● Work to complete
Reproduce each of the following items word for word, without any alteration.

======== Exercise material

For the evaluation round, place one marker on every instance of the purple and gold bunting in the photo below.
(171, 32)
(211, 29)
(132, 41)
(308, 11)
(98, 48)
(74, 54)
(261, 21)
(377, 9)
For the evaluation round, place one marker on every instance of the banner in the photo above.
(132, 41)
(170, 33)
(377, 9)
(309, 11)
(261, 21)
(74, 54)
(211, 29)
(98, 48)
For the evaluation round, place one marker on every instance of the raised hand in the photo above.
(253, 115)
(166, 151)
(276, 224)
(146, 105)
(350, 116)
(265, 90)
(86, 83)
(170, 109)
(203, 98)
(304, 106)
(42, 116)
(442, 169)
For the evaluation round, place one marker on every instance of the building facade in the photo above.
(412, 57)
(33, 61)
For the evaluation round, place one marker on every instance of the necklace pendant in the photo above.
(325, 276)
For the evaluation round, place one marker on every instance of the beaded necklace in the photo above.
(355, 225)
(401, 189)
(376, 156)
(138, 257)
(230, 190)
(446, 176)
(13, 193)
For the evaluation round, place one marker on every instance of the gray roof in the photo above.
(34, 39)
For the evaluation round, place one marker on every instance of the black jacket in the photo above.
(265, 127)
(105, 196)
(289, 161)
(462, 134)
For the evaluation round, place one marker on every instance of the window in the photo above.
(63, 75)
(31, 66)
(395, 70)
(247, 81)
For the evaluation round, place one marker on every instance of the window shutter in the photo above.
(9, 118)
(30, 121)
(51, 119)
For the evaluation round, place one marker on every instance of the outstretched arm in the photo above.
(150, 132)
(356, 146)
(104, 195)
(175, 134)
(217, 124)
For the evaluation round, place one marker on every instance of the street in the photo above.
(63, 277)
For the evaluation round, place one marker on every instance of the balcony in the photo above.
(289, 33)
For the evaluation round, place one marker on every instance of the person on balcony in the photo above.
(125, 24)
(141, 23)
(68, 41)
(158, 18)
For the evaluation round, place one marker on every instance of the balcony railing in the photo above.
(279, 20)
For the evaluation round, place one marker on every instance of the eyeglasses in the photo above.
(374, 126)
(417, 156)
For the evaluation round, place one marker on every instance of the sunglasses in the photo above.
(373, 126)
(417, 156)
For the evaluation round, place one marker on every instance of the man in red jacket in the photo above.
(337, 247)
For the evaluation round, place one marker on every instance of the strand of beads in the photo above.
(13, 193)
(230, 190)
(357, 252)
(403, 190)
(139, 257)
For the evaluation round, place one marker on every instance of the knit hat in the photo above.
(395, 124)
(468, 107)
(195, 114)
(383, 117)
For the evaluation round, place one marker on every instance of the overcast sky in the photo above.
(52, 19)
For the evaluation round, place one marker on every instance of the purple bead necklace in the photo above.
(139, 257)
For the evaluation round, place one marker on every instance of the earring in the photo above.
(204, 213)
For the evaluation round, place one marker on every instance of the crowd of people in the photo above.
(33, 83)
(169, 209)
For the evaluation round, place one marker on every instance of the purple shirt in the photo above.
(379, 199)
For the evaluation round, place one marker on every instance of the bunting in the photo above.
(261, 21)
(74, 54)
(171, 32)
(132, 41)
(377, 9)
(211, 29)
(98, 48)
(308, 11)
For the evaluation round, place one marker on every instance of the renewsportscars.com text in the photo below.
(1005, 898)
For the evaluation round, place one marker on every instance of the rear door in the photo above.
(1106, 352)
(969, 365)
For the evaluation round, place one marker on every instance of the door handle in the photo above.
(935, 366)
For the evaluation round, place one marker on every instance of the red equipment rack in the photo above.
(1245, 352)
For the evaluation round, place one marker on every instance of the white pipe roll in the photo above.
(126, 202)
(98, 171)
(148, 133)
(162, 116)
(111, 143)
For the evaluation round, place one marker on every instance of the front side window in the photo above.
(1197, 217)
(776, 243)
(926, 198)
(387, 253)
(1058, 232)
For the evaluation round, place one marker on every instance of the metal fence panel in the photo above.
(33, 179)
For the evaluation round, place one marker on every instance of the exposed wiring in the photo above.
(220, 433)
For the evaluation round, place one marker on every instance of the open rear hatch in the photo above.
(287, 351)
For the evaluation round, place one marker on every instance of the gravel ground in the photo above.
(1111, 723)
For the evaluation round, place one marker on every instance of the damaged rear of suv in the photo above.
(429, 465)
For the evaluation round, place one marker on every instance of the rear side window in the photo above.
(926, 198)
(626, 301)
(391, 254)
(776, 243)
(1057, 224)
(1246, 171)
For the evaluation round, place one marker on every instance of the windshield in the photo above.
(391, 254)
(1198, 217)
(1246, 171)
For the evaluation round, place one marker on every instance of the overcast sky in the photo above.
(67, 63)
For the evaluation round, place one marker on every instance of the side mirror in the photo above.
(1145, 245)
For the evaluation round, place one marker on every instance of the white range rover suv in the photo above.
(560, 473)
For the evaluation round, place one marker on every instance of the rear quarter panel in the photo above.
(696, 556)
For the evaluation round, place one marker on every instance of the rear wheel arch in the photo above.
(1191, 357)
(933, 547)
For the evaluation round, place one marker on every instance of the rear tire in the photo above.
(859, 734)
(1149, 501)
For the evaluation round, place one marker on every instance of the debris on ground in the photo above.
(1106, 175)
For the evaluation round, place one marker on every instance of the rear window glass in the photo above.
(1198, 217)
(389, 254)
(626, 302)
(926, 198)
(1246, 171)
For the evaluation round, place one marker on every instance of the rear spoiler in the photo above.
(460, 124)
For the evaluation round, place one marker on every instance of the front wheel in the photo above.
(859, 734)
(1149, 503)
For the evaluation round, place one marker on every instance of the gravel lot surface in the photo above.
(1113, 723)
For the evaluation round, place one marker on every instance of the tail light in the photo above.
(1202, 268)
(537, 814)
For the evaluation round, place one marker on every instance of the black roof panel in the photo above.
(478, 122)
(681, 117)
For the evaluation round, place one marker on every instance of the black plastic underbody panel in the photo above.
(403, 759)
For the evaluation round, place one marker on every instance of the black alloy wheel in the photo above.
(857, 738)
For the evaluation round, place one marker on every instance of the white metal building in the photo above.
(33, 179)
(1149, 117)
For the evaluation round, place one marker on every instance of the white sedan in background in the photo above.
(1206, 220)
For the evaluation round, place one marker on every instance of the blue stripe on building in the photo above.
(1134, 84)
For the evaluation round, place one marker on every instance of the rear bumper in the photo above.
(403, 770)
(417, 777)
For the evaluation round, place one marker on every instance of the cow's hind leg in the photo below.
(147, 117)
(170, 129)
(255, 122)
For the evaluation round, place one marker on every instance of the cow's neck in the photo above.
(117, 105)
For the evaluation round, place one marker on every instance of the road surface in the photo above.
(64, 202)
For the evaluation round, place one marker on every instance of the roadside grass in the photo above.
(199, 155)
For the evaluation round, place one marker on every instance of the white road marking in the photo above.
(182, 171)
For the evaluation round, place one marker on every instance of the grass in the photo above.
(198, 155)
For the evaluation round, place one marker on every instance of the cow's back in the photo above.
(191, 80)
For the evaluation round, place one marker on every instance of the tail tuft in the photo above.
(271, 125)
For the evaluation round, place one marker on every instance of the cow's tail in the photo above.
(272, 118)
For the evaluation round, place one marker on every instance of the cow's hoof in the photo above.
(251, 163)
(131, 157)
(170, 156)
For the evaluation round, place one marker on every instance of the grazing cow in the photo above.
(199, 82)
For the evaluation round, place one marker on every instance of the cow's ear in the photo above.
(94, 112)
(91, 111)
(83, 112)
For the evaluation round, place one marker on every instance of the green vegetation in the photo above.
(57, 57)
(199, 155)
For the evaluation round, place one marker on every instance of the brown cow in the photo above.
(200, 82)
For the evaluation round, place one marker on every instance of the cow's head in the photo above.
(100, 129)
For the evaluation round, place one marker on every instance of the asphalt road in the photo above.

================

● Response to the task
For the evaluation round, place one marker on every instance of the purple and gold bunting in the photo below.
(171, 32)
(211, 29)
(132, 41)
(308, 11)
(98, 48)
(74, 54)
(261, 21)
(377, 9)
For the evaluation round, place one marker on every instance of the banner in the photo above.
(132, 41)
(170, 33)
(377, 9)
(309, 11)
(261, 21)
(74, 54)
(211, 29)
(98, 48)
For the evaluation round, place one marker on every instance of the raised hand in the photo above.
(253, 115)
(166, 151)
(276, 224)
(146, 105)
(350, 116)
(265, 90)
(86, 83)
(170, 109)
(203, 98)
(304, 106)
(42, 116)
(442, 169)
For the evaluation round, place one marker on every instance of the building facade in the photo above.
(412, 57)
(33, 61)
For the evaluation round, place one marker on every instance of the necklace pendant in the photo above.
(325, 276)
For the evaluation round, place one marker on every instance of the beaded necklace in the photo above.
(355, 225)
(401, 189)
(376, 156)
(138, 257)
(230, 190)
(446, 176)
(13, 193)
For the evaluation round, place one marker on every instance of the gray roof in the photo above.
(34, 39)
For the evaluation round, place one marker on every instance of the black jacket in the photo above.
(265, 127)
(105, 196)
(289, 161)
(462, 134)
For the evaluation round, place one marker on every instance of the window in the photo above.
(63, 75)
(31, 66)
(395, 70)
(247, 81)
For the evaluation round, place one marker on every instance of the window shutter in the photo above.
(9, 118)
(30, 121)
(51, 119)
For the evaluation round, place one marker on every instance of the outstretched arm in the photo above.
(150, 132)
(356, 146)
(104, 195)
(175, 134)
(217, 124)
For the evaluation round, place one marker on every instance of the street in the photo above.
(63, 277)
For the evaluation round, place one marker on every instance of the balcony in the photo above.
(289, 33)
For the evaluation round, place one marker on every instance of the person on balcony in the photo above.
(125, 24)
(141, 23)
(68, 41)
(158, 18)
For the evaluation round, place one marker on every instance of the balcony railing in the photo above.
(279, 20)
For the evaluation round, place one marker on every instance of the eyeglasses in the photo above.
(374, 126)
(417, 156)
For the evaluation round, place one marker on every instance of the sunglasses in the photo above.
(373, 126)
(417, 156)
For the evaluation round, place one marker on every instance of the man in red jacket in the photo above.
(337, 247)
For the evaluation round, place one marker on every instance of the strand of beads in the photo above.
(13, 193)
(230, 190)
(357, 252)
(403, 190)
(139, 257)
For the evaluation round, place one marker on every instance of the knit hat in the photo above.
(395, 124)
(468, 107)
(195, 114)
(383, 117)
For the evaluation round, place one marker on every instance of the overcast sky in the photo above.
(52, 19)
For the evaluation round, place one marker on every instance of the purple bead necklace in the photo above.
(139, 257)
For the evaluation round, place one marker on every instance of the earring in the photo above.
(204, 213)
For the evaluation round, place one marker on every instance of the crowd of people in the photo above.
(33, 83)
(169, 209)
For the evaluation round, place one marker on every instance of the purple shirt in the photo above.
(379, 199)
For the evaluation round, place one marker on every instance of the bunting in the photo above.
(261, 21)
(74, 54)
(171, 32)
(132, 41)
(377, 9)
(211, 29)
(98, 48)
(308, 11)
For the evaluation round, place one marker on every instance of the renewsportscars.com text in the photo below.
(1005, 898)
For the evaluation round, place one marker on every instance of the rear door in the photo above.
(1106, 352)
(969, 365)
For the evaluation round, place one marker on every instance of the door handle in the photo above.
(935, 366)
For the evaluation round, place one marker on every instance of the red equipment rack in the photo above.
(1245, 352)
For the evaluation round, place one marker on every instance of the white pipe roll in the photo above.
(126, 202)
(98, 171)
(148, 133)
(162, 116)
(111, 143)
For the evaluation round, place one marker on every instance of the front side window in the photo above.
(1197, 217)
(776, 243)
(926, 198)
(387, 253)
(1058, 232)
For the evaluation round, place one marker on every instance of the metal fence panel in the photo above.
(33, 179)
For the evaluation round, place one marker on every instance of the exposed wiring in the photo above.
(220, 433)
For the evaluation round, place one marker on every instance of the open rear hatch in the photo above.
(287, 351)
For the evaluation round, place one marker on every instance of the gravel ground in the photo above.
(1111, 723)
For the evaluation round, place one marker on every instance of the damaged rear of suv in the photo above.
(429, 465)
For the evaluation round, place one marker on every instance of the rear side window in the photo above.
(926, 198)
(626, 301)
(391, 254)
(776, 243)
(1057, 224)
(1246, 171)
For the evaluation round, place one marker on every instance of the windshield in the photo above.
(391, 254)
(1198, 217)
(1246, 171)
For the evaluation round, place one marker on every instance of the overcast sky in the photo above.
(67, 63)
For the evaluation round, place one marker on every instance of the side mirror in the photo above.
(1145, 245)
For the evaluation round, place one marker on every instance of the white range rover suv in the photo above.
(560, 473)
For the evaluation round, place one marker on every instance of the rear quarter panel in the photo above.
(696, 556)
For the evaluation round, place one marker on every instance of the rear wheel arch in the photo above.
(1191, 357)
(933, 547)
For the evaluation round, place one marker on every instance of the rear tire in the photo above.
(859, 734)
(1149, 501)
For the evaluation round, place one marker on every instance of the debris on ground in the photo above.
(1106, 175)
For the evaluation round, place one marker on every instance of the rear window glass in the photo above.
(1198, 217)
(389, 254)
(626, 302)
(926, 198)
(1246, 171)
For the evaluation round, place one marker on every instance of the rear spoiler in the photo above.
(460, 124)
For the evaluation round, place one marker on every instance of the front wheel in the photo above.
(859, 734)
(1149, 503)
For the evaluation round, place one marker on every instance of the gravel lot surface in the photo above.
(1113, 723)
For the evaluation round, place one marker on every instance of the tail light in the photo above.
(1202, 268)
(537, 814)
For the evaluation round, place one marker on every instance of the black roof panel in the photo above.
(478, 122)
(681, 117)
For the evaluation round, place one marker on every instance of the black plastic underbody panel in the photo above.
(403, 759)
For the evaluation round, place one marker on every instance of the black alloy wheel in the photo above.
(857, 738)
For the evaluation round, place one marker on every instance of the white metal building in the photo above.
(33, 179)
(1149, 117)
For the evaluation round, place one marker on every instance of the white sedan in background in the photo above.
(1206, 220)
For the evaluation round, place one marker on every instance of the blue stripe on building in the photo above.
(1134, 84)
For the evaluation round, place one marker on every instance of the rear bumper in the photo above.
(403, 770)
(417, 777)
For the evaluation round, place one marker on every instance of the cow's hind leg in the photo below.
(147, 117)
(170, 129)
(255, 122)
For the evaluation round, place one marker on every instance of the cow's neck in the photo above.
(117, 105)
For the evaluation round, place one marker on every instance of the road surface in the photo above.
(64, 202)
For the evaluation round, place one marker on every instance of the roadside grass in the photo above.
(199, 155)
For the evaluation round, place one marker on every instance of the white road marking in the photo above.
(182, 171)
For the evaluation round, place one marker on every instance of the grass in the photo above.
(198, 155)
For the evaluation round, place one marker on every instance of the cow's back in the photo above.
(191, 80)
For the evaluation round, place one marker on every instance of the tail tuft in the photo above.
(271, 125)
For the evaluation round, place one marker on every instance of the cow's tail in the photo above.
(272, 118)
For the evaluation round, place one marker on every instance of the cow's hoof in the photo above.
(251, 163)
(131, 157)
(170, 156)
For the evaluation round, place one marker on every instance of the grazing cow in the photo above.
(199, 82)
For the evaluation round, place one marker on every instance of the cow's ear in the photo above.
(94, 112)
(91, 111)
(83, 112)
For the evaluation round, place one marker on every instance of the green vegetation in the photo above.
(57, 57)
(199, 155)
For the evaluation round, place one marker on every instance of the brown cow in the photo above.
(200, 82)
For the evaluation round, place one marker on every instance of the cow's head in the photo above.
(100, 129)
For the evaluation round, place one marker on every instance of the asphalt road in the photo above.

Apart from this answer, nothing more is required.